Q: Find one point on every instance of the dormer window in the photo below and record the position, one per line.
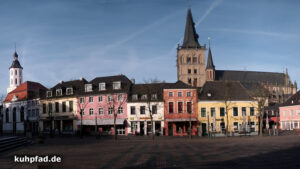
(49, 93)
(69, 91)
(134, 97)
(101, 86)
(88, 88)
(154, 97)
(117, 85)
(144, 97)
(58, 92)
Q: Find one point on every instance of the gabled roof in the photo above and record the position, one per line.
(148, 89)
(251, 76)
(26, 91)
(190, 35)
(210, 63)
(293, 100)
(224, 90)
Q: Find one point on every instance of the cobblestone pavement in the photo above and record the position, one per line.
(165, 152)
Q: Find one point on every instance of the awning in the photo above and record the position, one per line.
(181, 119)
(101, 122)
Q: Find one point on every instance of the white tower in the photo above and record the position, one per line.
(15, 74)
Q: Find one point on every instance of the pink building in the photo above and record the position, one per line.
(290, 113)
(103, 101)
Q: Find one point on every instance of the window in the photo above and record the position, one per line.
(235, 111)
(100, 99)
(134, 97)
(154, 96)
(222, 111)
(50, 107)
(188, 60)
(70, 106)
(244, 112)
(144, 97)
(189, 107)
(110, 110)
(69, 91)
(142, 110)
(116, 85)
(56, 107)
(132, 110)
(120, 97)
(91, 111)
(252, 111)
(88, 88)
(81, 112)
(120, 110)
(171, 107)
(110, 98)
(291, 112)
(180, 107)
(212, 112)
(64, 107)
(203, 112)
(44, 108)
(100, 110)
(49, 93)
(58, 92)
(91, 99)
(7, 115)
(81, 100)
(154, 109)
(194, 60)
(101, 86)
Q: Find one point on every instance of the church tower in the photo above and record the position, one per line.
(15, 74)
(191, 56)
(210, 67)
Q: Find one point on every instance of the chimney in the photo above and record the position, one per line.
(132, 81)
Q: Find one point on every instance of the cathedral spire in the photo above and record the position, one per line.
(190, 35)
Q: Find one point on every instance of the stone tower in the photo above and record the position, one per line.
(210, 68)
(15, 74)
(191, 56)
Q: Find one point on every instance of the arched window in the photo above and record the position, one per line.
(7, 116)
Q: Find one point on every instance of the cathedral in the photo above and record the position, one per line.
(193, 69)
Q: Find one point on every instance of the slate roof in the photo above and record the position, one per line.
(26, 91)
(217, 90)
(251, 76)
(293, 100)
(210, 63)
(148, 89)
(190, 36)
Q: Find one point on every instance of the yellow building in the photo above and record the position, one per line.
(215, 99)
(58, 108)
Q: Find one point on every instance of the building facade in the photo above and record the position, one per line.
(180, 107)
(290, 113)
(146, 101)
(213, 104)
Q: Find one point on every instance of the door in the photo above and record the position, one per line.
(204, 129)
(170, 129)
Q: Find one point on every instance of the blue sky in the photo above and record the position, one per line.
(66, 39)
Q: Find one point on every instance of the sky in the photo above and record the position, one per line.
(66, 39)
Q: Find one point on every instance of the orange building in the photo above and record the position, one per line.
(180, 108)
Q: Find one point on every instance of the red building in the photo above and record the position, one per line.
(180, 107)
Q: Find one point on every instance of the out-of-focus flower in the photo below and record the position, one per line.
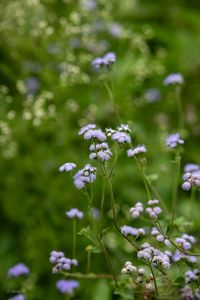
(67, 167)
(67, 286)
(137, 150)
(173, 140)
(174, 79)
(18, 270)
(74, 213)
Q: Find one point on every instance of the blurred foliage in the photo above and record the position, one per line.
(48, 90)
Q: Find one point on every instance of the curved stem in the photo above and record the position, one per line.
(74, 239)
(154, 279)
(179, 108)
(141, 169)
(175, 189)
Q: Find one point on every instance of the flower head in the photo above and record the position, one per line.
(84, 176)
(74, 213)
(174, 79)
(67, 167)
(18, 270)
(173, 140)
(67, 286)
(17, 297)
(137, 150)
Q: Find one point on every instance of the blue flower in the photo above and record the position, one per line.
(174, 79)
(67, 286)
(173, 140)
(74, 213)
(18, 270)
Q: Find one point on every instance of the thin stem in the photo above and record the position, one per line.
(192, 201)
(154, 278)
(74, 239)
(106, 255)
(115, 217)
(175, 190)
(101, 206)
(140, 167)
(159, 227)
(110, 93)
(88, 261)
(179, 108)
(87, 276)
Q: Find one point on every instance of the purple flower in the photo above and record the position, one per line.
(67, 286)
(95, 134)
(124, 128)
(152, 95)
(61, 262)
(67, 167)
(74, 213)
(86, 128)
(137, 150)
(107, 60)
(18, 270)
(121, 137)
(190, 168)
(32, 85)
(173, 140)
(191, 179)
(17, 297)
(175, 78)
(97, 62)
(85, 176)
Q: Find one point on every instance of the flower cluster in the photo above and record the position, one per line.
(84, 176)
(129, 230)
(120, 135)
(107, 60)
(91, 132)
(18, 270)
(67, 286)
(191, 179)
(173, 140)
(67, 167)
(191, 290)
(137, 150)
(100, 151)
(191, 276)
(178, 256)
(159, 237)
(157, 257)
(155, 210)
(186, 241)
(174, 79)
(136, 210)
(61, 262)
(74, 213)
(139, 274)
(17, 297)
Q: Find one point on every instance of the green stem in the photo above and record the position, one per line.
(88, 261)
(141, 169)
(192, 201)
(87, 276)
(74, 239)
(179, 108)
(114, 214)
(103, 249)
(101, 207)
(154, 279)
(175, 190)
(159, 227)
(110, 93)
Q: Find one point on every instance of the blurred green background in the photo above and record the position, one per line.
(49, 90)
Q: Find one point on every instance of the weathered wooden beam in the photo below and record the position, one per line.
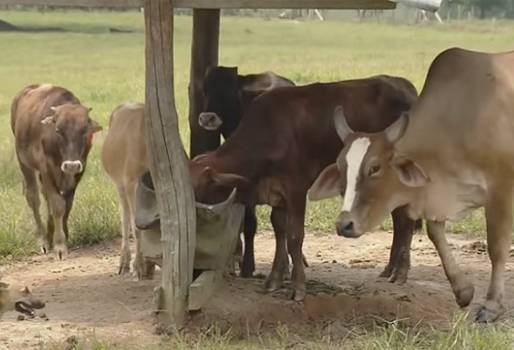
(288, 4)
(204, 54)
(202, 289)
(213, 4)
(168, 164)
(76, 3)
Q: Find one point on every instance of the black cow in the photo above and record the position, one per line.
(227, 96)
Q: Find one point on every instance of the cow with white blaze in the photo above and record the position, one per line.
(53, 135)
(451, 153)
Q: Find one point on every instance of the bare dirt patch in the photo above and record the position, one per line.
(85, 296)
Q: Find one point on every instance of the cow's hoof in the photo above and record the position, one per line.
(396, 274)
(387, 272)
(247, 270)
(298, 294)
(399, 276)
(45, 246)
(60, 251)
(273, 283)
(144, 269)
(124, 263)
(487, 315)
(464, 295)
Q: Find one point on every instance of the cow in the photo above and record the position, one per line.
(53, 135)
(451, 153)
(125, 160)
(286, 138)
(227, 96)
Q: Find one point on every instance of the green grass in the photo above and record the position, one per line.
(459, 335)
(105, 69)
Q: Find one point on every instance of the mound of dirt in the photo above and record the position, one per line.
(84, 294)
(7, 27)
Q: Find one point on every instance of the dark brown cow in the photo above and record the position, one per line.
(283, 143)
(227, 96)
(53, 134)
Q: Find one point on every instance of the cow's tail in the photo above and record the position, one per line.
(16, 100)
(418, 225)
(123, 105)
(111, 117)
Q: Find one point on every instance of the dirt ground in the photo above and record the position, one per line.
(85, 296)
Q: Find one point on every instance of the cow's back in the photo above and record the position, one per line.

.....

:: TASK DESCRIPTION ::
Reproduce the entries above word for word. Pictures stay out.

:: WORKED SOLUTION ::
Q: Find one point on every instance of the dormer window in the photo below and record the position, one per line.
(49, 93)
(69, 91)
(134, 97)
(101, 86)
(88, 88)
(154, 97)
(117, 85)
(144, 97)
(58, 92)
Q: Find one point on every instance of the gabled roof in the photo above and record the position, one per line.
(148, 89)
(251, 76)
(26, 91)
(190, 35)
(210, 63)
(293, 100)
(224, 90)
Q: Find one point on every instance of the cobblestone pavement in the photo above and record the position, one per line.
(165, 152)
Q: Find one point on every instance of the awning in the photo above and record the position, one per line.
(181, 119)
(101, 122)
Q: Find one point on every instance of the white tower in the photo above and record the position, one per line.
(15, 74)
Q: Find one point on every instance of the pink building in the photo above and record the position, one per line.
(290, 113)
(103, 101)
Q: Find one point on every instance of the window in the photo above and record the position, one per line.
(235, 111)
(100, 99)
(134, 97)
(154, 96)
(222, 111)
(50, 107)
(188, 60)
(70, 106)
(244, 112)
(144, 97)
(189, 107)
(110, 110)
(69, 91)
(142, 110)
(116, 85)
(56, 107)
(132, 110)
(120, 97)
(91, 111)
(252, 111)
(88, 88)
(81, 112)
(120, 110)
(171, 107)
(110, 98)
(291, 112)
(180, 107)
(212, 112)
(64, 107)
(203, 112)
(44, 108)
(100, 110)
(49, 93)
(58, 92)
(91, 99)
(7, 115)
(81, 100)
(154, 109)
(194, 60)
(101, 86)
Q: Find one point on every instance of the church tower in the photo above and record the position, one per line.
(15, 74)
(191, 56)
(210, 67)
Q: Find one point on every instance of the chimney in the photo above and record the position, one per line.
(132, 81)
Q: Find one point on every instance of the cathedral spire in the photo above and record the position, one per line.
(190, 35)
Q: Find one point on every instance of the stone tower in the photo above and record the position, one per line.
(210, 68)
(15, 74)
(191, 56)
Q: Find one point on every instance of the arched window in the photo above and record the position, one per line.
(7, 116)
Q: Find one point on every instance of the cathedral in the photo above and record the position, one per line.
(193, 69)
Q: Find one point on every instance of the slate roof in the photo above and record the position, one per line.
(26, 91)
(217, 90)
(251, 76)
(293, 100)
(210, 63)
(148, 89)
(190, 36)
Q: Find one point on every instance of the yellow building in the photo above and record the position, one per line.
(215, 99)
(58, 108)
Q: Find one point on every instance of the building facade in the photo above and record the position, one per line.
(180, 107)
(290, 113)
(146, 101)
(213, 104)
Q: Find one point on every instance of the door in the photo above and record the position, one per line.
(204, 129)
(170, 129)
Q: Find one point on every instance of the blue sky in the photo above and record the position, one per line.
(66, 39)
Q: Find one point on every instance of the sky in the photo above and record the position, one per line.
(66, 39)
Q: Find one point on every instance of the orange building in the photo above and record the position, one per line.
(180, 108)
Q: Find one point on every instance of the red building in the photo above and record the position, one per line.
(180, 107)
Q: Find one point on every instance of the out-of-focus flower in the photo below and record the position, one per line.
(67, 167)
(67, 286)
(137, 150)
(173, 140)
(174, 79)
(18, 270)
(74, 213)
Q: Find one point on every instance of the blurred foliage in the photo above and record the position, one per line.
(48, 90)
Q: Find one point on every instance of the curved stem in the photo above and record the position, one per line.
(74, 239)
(154, 279)
(179, 108)
(141, 169)
(175, 189)
Q: Find one point on every instance of the flower head in the photo above and record the position, one per line.
(84, 176)
(74, 213)
(174, 79)
(67, 167)
(18, 270)
(173, 140)
(67, 286)
(17, 297)
(137, 150)
Q: Find one point on every instance of the blue flower in the photo above and record the position, one per line.
(174, 79)
(67, 286)
(173, 140)
(74, 213)
(18, 270)
Q: Find one point on every instance of the thin stem in the photo above and record the position, one per line.
(192, 201)
(154, 278)
(74, 239)
(106, 255)
(115, 217)
(175, 190)
(101, 206)
(140, 167)
(159, 227)
(110, 93)
(88, 261)
(179, 108)
(87, 276)
Q: Find one point on every instance of the purple flower in the photo above and record the position, one per line.
(67, 286)
(95, 134)
(124, 128)
(152, 95)
(61, 262)
(67, 167)
(74, 213)
(86, 128)
(137, 150)
(107, 60)
(18, 270)
(121, 137)
(190, 168)
(32, 85)
(173, 140)
(191, 179)
(17, 297)
(175, 78)
(97, 62)
(85, 176)
Q: Find one point on every instance of the flower cluster in the photo above and record the position, one per line.
(84, 176)
(129, 230)
(120, 135)
(107, 60)
(91, 132)
(18, 270)
(67, 286)
(191, 179)
(173, 140)
(67, 167)
(191, 290)
(137, 150)
(100, 151)
(191, 276)
(178, 256)
(159, 237)
(157, 257)
(155, 210)
(186, 241)
(174, 79)
(136, 210)
(61, 262)
(74, 213)
(139, 274)
(17, 297)
Q: Find one point on every instance of the green stem in the photo above and record the position, one per line.
(88, 261)
(141, 169)
(192, 201)
(87, 276)
(74, 239)
(179, 108)
(114, 214)
(103, 249)
(101, 207)
(154, 279)
(175, 190)
(159, 227)
(110, 93)
Q: Find one point on every instance of the blurred green background in the photo above and record the position, one per line.
(49, 90)
Q: Find one point on every instance of the weathered wooden beam in the photo below and record the position, one per line.
(288, 4)
(204, 54)
(202, 289)
(213, 4)
(168, 164)
(76, 3)
Q: Find one point on every instance of the black cow in the photo above and record the position, one per line.
(227, 96)
Q: Find one point on every instance of the cow with white blaze in the photo above and record the position, one per line.
(53, 135)
(451, 153)
Q: Find one point on every instance of the bare dirt patch in the photo above and record the position, one per line.
(85, 296)
Q: Find one point on every instance of the cow's hoof in the photo above and record the position, one per line.
(396, 274)
(387, 272)
(247, 270)
(298, 294)
(399, 276)
(45, 246)
(60, 251)
(273, 283)
(144, 269)
(124, 263)
(487, 315)
(464, 295)
Q: Find one point on every instance of the cow in the photo above and record the position, one per line.
(53, 135)
(451, 153)
(125, 160)
(286, 138)
(227, 96)
Q: Find one point on every instance of the green grass in the photo above and record the position, one per line.
(459, 335)
(105, 69)
Q: Find one point on every instance of the mound of dirt in the photo above and record the position, one per line.
(84, 294)
(7, 27)
Q: Find one point on every instance of the dark brown cow in the photo above and record the position, one per line.
(283, 143)
(227, 96)
(53, 134)
Q: Find one point on every instance of the cow's tail in the photo above and record the position, one per line.
(16, 100)
(418, 225)
(123, 105)
(111, 117)
Q: Find one point on every instance of the dirt ground in the photo above and record the position, one per line.
(85, 296)
Q: Find one point on every instance of the cow's back in the photo above and record the position, one per line.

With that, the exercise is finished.